** EXERCISE BRIEF **
Please summarize the blog post in two sentences.

** PAGE EXCERPT **

[Start of section]

Happy Ground Hogs Day! It's amazing how fast time goes by. I was looking back last year at how few Blogs I wrote and how many times I really intended on blogging. I have had lots of topics or ideas that I thought about writing but never could find the energy or ambition to write. This is just a glimpse as to how things have been going in my life. Depression, Anxiety, and Phobias have taken over my life and I never saw it happening until it was almost too late.
Being diagnosed with Multiple Sclerosis was very hard. I was diagnosed in March of 2007, after a very long and rough exacerbation. Now looking back, I would say that the depression first started. If you don't see it happening, you don't get help. As the years have gone on so have the pains and symptoms. I spent more time in bed and unable to do all the things I used to do and even wanted to do. If I had a good day, I would push myself and then suffer for days. Heck, who am I fooling, I still am going through that. It wasn't until last Fall that I started realizing how distant I have become from everyone. The Holidays were fast approaching and the worse I was feeling. I was waking up sick, the pain increasing, was crying from the second I woke up until I went to bed, and much more. It wasn't until the day that everyone was leaving the house. I started shaking, felt like I was going to be sick, had this horrible sensation of fear, and then started crying. Are you kidding me? I am afraid of being alone? I felt like I was losing my mind. What is wrong with me?
I have always refused talking to a therapist, mostly because there was nothing wrong with me. Or at least I didn't think so. After a few more episodes of this craziness I had to make that dreaded call. By the time I went in to see him, it had become even worse and was happening everyday all day long. While talking to him and answering his questions, I actually was becoming more and more embarrassed with my answers to these questions. I am the type that avoids calling the Dr's until a lot has built up, mostly because after being diagnosed with MS, I find that everything would get blamed on MS. When I do finally get the nerve to call and go in to see them, usually the issue is at the extreme and then I want fixed... I WANT FIXED NOW!!! I guess I forget that the issue(s) may have been fixed fast if I would have gone in but I let it go months and months. So, of course, I went to the Therapist, answered the questions, and expected him to fix whatever is going on.

[End of section]

** DATASET EXCERPTS **

[Start of section]

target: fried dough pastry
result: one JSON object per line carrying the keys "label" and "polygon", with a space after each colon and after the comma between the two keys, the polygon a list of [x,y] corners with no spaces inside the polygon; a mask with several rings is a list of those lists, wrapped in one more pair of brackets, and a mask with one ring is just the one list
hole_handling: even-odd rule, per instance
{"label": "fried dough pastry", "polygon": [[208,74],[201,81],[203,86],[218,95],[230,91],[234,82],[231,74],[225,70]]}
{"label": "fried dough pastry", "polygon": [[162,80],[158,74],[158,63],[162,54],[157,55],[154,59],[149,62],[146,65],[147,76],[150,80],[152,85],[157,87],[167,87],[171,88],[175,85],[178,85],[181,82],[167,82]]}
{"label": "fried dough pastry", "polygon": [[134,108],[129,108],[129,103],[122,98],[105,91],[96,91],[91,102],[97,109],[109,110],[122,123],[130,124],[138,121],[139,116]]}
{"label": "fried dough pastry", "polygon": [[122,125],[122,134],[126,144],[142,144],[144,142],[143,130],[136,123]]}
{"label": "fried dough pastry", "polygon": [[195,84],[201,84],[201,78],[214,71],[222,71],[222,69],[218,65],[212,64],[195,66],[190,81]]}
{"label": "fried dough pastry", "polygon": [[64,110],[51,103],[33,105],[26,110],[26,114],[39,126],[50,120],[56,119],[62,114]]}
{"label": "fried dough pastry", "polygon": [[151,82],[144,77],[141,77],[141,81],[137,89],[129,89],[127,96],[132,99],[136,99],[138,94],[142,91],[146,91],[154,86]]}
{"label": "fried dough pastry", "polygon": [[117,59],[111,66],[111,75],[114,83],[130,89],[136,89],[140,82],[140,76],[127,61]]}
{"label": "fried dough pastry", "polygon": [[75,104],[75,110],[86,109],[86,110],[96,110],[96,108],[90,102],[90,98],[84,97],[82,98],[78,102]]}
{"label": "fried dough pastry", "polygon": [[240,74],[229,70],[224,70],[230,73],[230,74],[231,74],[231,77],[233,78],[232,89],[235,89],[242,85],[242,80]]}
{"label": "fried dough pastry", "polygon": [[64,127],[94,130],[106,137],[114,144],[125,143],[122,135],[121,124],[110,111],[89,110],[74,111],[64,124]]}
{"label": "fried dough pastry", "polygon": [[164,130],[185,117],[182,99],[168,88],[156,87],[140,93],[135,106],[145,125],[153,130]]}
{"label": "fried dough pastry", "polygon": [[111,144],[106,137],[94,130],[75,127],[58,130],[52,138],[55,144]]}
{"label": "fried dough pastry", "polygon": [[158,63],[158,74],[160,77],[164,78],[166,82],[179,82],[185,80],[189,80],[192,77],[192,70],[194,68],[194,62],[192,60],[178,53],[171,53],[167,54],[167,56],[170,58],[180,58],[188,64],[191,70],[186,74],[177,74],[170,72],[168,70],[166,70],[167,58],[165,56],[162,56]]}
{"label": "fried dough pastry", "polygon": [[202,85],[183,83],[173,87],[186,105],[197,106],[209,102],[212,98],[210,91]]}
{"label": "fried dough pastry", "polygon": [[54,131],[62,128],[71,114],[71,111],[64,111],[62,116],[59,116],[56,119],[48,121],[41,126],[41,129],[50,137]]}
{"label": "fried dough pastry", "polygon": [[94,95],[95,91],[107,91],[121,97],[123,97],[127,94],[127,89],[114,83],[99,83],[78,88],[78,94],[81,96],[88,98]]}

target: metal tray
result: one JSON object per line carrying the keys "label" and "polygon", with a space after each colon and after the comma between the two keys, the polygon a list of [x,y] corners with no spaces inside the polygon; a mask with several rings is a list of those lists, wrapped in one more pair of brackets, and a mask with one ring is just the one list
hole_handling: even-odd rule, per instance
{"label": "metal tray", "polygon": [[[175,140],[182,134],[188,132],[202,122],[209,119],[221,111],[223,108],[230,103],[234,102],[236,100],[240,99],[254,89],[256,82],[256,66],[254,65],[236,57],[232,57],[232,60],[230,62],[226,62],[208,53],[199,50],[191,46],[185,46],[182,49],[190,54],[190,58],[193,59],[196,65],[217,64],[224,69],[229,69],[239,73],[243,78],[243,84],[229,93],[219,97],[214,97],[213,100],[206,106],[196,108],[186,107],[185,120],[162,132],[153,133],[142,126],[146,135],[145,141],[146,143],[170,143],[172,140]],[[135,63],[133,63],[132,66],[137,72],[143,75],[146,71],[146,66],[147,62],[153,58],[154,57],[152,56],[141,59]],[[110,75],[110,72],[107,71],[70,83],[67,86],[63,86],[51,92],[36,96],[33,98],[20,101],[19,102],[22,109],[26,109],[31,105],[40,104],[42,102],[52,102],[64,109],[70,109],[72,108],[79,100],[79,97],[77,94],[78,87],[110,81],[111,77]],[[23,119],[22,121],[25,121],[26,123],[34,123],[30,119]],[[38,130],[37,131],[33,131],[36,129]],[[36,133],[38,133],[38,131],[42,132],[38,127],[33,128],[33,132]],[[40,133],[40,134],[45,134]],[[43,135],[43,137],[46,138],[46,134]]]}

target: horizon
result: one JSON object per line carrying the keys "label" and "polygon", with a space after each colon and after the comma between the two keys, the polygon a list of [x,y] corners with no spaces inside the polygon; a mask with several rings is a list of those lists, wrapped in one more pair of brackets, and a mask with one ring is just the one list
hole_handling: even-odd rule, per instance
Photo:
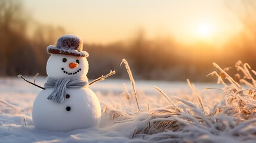
{"label": "horizon", "polygon": [[25,0],[23,4],[36,21],[63,27],[89,43],[125,41],[142,30],[150,39],[221,46],[243,29],[229,1]]}

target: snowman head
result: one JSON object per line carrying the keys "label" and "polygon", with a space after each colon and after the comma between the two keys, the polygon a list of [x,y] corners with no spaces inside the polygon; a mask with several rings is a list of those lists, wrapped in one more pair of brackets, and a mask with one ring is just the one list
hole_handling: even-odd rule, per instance
{"label": "snowman head", "polygon": [[46,66],[47,75],[54,78],[85,76],[88,63],[85,57],[52,54]]}
{"label": "snowman head", "polygon": [[85,76],[88,70],[86,57],[89,54],[82,51],[82,39],[72,35],[60,37],[56,46],[50,45],[47,52],[51,54],[47,61],[47,73],[54,78]]}

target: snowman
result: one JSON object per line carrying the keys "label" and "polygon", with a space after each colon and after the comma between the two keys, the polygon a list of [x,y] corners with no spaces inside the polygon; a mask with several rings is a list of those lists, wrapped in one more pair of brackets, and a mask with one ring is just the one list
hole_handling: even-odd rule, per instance
{"label": "snowman", "polygon": [[36,128],[64,132],[98,125],[100,105],[88,87],[89,54],[82,51],[82,45],[79,37],[66,35],[58,39],[55,46],[47,47],[51,56],[46,66],[45,90],[33,104]]}

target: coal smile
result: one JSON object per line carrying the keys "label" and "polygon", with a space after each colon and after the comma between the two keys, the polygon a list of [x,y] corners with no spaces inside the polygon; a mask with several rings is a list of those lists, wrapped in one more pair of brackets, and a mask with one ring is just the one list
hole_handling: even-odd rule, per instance
{"label": "coal smile", "polygon": [[75,72],[73,72],[73,73],[69,73],[69,72],[66,72],[66,71],[64,70],[64,68],[61,68],[61,70],[63,70],[63,73],[66,73],[66,74],[69,74],[69,75],[72,75],[72,74],[77,74],[77,73],[79,73],[80,71],[81,71],[81,70],[82,70],[82,69],[79,69],[79,70],[78,70],[77,71],[76,71]]}

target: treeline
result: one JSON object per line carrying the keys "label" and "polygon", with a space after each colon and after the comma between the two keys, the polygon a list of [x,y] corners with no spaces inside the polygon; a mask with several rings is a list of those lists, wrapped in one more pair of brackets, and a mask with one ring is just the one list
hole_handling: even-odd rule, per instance
{"label": "treeline", "polygon": [[[46,76],[50,57],[46,48],[55,45],[57,38],[66,33],[61,27],[43,25],[27,17],[18,1],[0,1],[0,76],[37,73]],[[112,77],[128,78],[124,66],[120,67],[122,58],[129,62],[136,79],[215,80],[205,77],[214,70],[212,62],[225,67],[233,66],[239,60],[256,69],[256,31],[254,27],[248,27],[252,34],[248,35],[245,30],[221,48],[206,43],[185,46],[171,38],[149,39],[143,30],[127,41],[107,45],[85,42],[84,49],[90,54],[88,77],[95,79],[115,70],[116,74]]]}

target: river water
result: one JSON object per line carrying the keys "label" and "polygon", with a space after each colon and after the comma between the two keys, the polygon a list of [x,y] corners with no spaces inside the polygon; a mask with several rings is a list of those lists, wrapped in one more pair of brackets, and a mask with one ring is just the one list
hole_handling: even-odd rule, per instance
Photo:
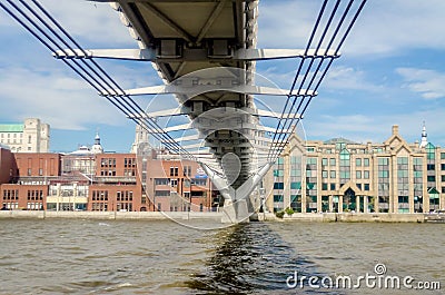
{"label": "river water", "polygon": [[[0,294],[445,294],[444,254],[441,224],[3,219]],[[328,287],[377,264],[442,291]]]}

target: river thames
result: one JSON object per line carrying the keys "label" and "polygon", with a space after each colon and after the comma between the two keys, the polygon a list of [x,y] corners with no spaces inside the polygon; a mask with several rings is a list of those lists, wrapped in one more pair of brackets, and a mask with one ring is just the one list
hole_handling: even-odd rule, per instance
{"label": "river thames", "polygon": [[[445,289],[441,224],[250,223],[202,230],[168,220],[3,219],[0,235],[0,294],[444,294]],[[377,267],[384,272],[376,273]],[[368,282],[358,279],[366,275]],[[378,275],[382,282],[399,278],[400,288],[390,284],[385,288],[382,282],[379,286]],[[350,277],[352,285],[333,286],[338,276]],[[413,289],[403,285],[406,277]],[[433,283],[438,282],[442,291],[415,289],[418,282],[435,288]]]}

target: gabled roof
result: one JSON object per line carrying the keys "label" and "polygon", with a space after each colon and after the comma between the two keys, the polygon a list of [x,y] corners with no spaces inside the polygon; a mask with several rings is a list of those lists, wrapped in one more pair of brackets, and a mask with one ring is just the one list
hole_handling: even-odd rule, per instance
{"label": "gabled roof", "polygon": [[348,145],[356,145],[357,142],[354,142],[353,140],[343,138],[343,137],[335,137],[326,140],[324,144],[325,145],[335,145],[335,144],[348,144]]}
{"label": "gabled roof", "polygon": [[23,132],[22,124],[0,124],[0,132]]}

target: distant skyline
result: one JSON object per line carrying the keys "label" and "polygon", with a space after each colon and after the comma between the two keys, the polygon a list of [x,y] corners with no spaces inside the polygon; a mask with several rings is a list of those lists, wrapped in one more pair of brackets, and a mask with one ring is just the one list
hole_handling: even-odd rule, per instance
{"label": "distant skyline", "polygon": [[[109,4],[41,2],[85,48],[137,48]],[[322,1],[259,3],[258,48],[300,48]],[[400,135],[414,142],[421,139],[425,121],[429,141],[445,146],[444,14],[443,0],[368,1],[306,112],[307,138],[382,142],[398,125]],[[129,151],[134,122],[4,11],[0,16],[0,124],[40,118],[51,125],[55,151],[91,145],[97,130],[106,150]],[[161,83],[148,62],[99,62],[125,88]],[[257,71],[288,89],[296,65],[295,60],[258,62]]]}

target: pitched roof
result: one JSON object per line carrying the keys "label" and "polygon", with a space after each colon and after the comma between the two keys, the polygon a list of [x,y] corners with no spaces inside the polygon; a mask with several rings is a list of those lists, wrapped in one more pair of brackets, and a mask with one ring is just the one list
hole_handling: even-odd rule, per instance
{"label": "pitched roof", "polygon": [[23,132],[22,124],[0,124],[0,132]]}

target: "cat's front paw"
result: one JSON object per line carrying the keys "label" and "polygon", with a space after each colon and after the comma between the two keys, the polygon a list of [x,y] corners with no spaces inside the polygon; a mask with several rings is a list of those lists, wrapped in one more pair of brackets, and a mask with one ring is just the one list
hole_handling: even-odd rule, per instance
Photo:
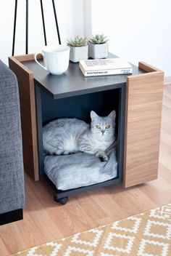
{"label": "cat's front paw", "polygon": [[99,156],[99,159],[101,161],[107,161],[109,160],[109,158],[106,155]]}
{"label": "cat's front paw", "polygon": [[107,161],[109,158],[104,151],[99,151],[96,153],[96,156],[101,159],[101,161]]}

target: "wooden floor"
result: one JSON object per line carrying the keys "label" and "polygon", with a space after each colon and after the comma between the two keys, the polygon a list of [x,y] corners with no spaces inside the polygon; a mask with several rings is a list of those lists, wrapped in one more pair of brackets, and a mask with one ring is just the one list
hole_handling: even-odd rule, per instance
{"label": "wooden floor", "polygon": [[61,206],[43,181],[25,175],[24,220],[0,226],[0,255],[44,244],[171,202],[171,84],[164,87],[158,180],[112,185],[70,196]]}

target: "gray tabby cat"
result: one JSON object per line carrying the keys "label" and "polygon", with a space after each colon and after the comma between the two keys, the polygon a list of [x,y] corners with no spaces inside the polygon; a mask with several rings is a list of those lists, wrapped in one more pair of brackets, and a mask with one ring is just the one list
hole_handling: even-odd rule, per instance
{"label": "gray tabby cat", "polygon": [[91,111],[91,124],[75,118],[52,121],[43,130],[43,148],[50,155],[67,155],[78,152],[95,154],[107,161],[104,151],[115,140],[116,112],[99,116]]}

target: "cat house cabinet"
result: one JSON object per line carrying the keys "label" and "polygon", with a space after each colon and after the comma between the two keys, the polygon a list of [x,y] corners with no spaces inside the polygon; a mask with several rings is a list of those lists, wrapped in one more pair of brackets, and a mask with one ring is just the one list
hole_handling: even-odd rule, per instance
{"label": "cat house cabinet", "polygon": [[[89,121],[91,110],[104,116],[113,109],[117,112],[118,175],[93,187],[122,182],[126,188],[157,179],[162,71],[139,63],[138,67],[133,65],[132,75],[86,78],[72,63],[62,76],[51,75],[35,63],[33,55],[11,57],[9,63],[19,83],[25,170],[35,180],[43,169],[44,124],[70,116]],[[67,195],[62,192],[59,198]]]}

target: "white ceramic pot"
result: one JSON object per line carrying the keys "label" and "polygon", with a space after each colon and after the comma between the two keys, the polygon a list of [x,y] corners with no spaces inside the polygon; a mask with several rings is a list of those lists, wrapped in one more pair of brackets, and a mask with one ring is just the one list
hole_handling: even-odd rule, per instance
{"label": "white ceramic pot", "polygon": [[108,44],[93,44],[88,42],[88,57],[102,59],[108,56]]}
{"label": "white ceramic pot", "polygon": [[84,47],[70,47],[70,60],[78,63],[80,60],[88,59],[88,45]]}

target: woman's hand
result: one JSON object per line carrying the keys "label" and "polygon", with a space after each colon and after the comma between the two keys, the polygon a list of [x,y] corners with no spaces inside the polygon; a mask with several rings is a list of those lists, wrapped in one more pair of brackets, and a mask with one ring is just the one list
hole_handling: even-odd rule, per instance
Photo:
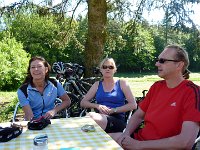
{"label": "woman's hand", "polygon": [[110,115],[112,110],[105,105],[98,105],[97,109],[101,114]]}
{"label": "woman's hand", "polygon": [[55,116],[56,113],[57,112],[54,109],[52,109],[52,110],[46,112],[46,114],[44,115],[44,118],[45,119],[51,119]]}

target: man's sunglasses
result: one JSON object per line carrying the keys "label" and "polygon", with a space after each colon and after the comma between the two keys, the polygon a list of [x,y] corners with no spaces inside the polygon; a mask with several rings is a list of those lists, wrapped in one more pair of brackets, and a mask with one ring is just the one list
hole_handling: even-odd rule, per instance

[End of section]

** ANSWER SECTION **
After a Multiple Sclerosis diagnosis in March 2007, depression, anxiety, and phobias gradually took over the writer's life without being noticed, while the pain and symptoms grew worse. Last fall, daily crying and a wave of fear at being left alone in the house led the writer to make the dreaded call to a therapist, expecting him to fix the problem right away.